*** Input Section Begins ***

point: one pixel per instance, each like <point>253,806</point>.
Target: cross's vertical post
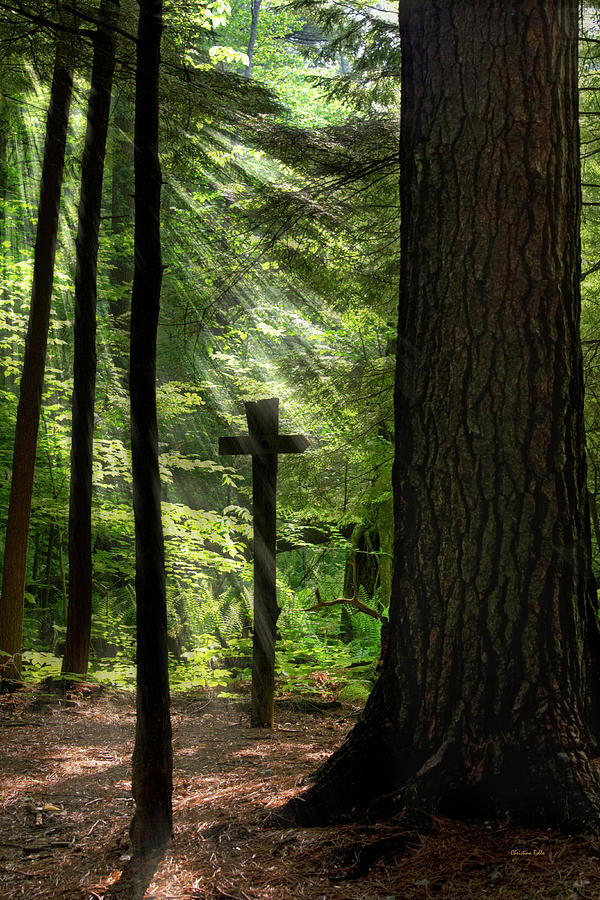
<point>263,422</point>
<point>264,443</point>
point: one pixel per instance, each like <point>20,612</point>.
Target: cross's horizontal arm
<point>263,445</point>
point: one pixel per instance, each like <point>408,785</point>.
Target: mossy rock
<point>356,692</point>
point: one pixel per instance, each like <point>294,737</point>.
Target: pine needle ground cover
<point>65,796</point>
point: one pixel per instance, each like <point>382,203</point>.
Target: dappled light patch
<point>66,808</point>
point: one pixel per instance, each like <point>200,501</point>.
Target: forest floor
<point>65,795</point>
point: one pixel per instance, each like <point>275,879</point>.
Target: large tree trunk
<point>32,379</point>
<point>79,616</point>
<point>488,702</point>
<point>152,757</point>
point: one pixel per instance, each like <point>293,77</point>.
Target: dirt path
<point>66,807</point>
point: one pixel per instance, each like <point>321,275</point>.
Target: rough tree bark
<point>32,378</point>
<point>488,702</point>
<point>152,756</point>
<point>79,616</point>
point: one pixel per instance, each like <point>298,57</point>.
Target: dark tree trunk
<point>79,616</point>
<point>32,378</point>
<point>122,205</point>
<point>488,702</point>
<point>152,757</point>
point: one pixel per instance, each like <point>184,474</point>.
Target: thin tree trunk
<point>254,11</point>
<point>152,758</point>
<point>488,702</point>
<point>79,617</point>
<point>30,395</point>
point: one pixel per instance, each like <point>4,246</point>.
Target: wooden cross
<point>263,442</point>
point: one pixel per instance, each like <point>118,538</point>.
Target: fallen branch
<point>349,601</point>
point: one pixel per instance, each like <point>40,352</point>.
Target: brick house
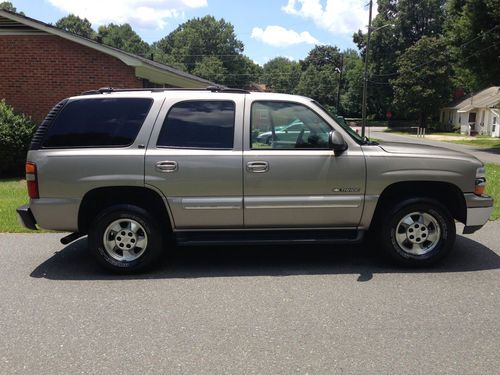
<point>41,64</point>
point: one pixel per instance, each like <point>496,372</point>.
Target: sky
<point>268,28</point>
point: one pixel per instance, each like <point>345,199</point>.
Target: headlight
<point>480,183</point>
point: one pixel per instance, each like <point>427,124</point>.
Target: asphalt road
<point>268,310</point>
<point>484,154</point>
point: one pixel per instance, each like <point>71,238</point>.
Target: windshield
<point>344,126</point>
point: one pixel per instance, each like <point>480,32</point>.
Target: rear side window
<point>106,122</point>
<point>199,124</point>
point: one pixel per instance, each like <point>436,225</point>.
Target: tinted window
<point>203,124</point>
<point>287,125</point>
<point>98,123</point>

*** Input Section Ends ***

▶ _Your goal_: Output all of the data above exactly; no pictures should appear.

▶ _Answer for the task_:
point: one pixel per instance, each like <point>253,806</point>.
Target: cross's vertical post
<point>263,422</point>
<point>264,443</point>
point: one pixel per instance, each like <point>20,612</point>.
Target: cross's horizontal arm
<point>263,445</point>
point: one pixel per instance, each like <point>408,785</point>.
Target: mossy rock
<point>356,692</point>
point: one pixel per instance, each like <point>294,737</point>.
Target: pine needle ground cover
<point>65,796</point>
point: one pixel per instance, each like <point>382,203</point>.
Target: dappled light patch
<point>66,808</point>
point: one pixel per instance, each like <point>200,501</point>.
Target: forest floor
<point>65,795</point>
point: one pixel per instance, each like <point>275,879</point>.
Target: large tree trunk
<point>32,379</point>
<point>79,616</point>
<point>488,702</point>
<point>152,757</point>
point: one pixel per instance, each like <point>293,77</point>.
Target: dirt path
<point>66,807</point>
point: one pixel per instance, each like <point>321,275</point>.
Target: rough tree bark
<point>32,378</point>
<point>488,702</point>
<point>152,756</point>
<point>79,616</point>
point: one pixel per instance, each like <point>298,57</point>.
Target: dark tree trunk
<point>79,616</point>
<point>32,378</point>
<point>122,205</point>
<point>488,702</point>
<point>152,757</point>
point: one pixel per instance, each like <point>184,474</point>.
Target: thin tree trunk
<point>254,11</point>
<point>152,758</point>
<point>488,702</point>
<point>79,617</point>
<point>30,395</point>
point: one pixel per instance, each like <point>4,246</point>.
Target: wooden cross
<point>263,442</point>
point: one pixel per instance, each like <point>118,538</point>.
Target: fallen branch
<point>349,601</point>
point: one pixel per instance, each like <point>40,352</point>.
Target: brick house
<point>41,64</point>
point: one pixel per instance, each like <point>496,372</point>.
Target: sky
<point>268,28</point>
point: one pixel per instance, each like <point>345,199</point>.
Target: headlight
<point>480,183</point>
point: one pixel per instance, each like <point>427,124</point>.
Target: asphalt road
<point>268,310</point>
<point>484,154</point>
point: one pixel per instance, each like <point>71,238</point>.
Target: windshield
<point>344,126</point>
point: one pixel per instance, each like <point>480,32</point>.
Target: rear side window
<point>106,122</point>
<point>199,124</point>
point: one pixel per instance, each like <point>436,225</point>.
Target: tinted window
<point>203,124</point>
<point>287,125</point>
<point>98,123</point>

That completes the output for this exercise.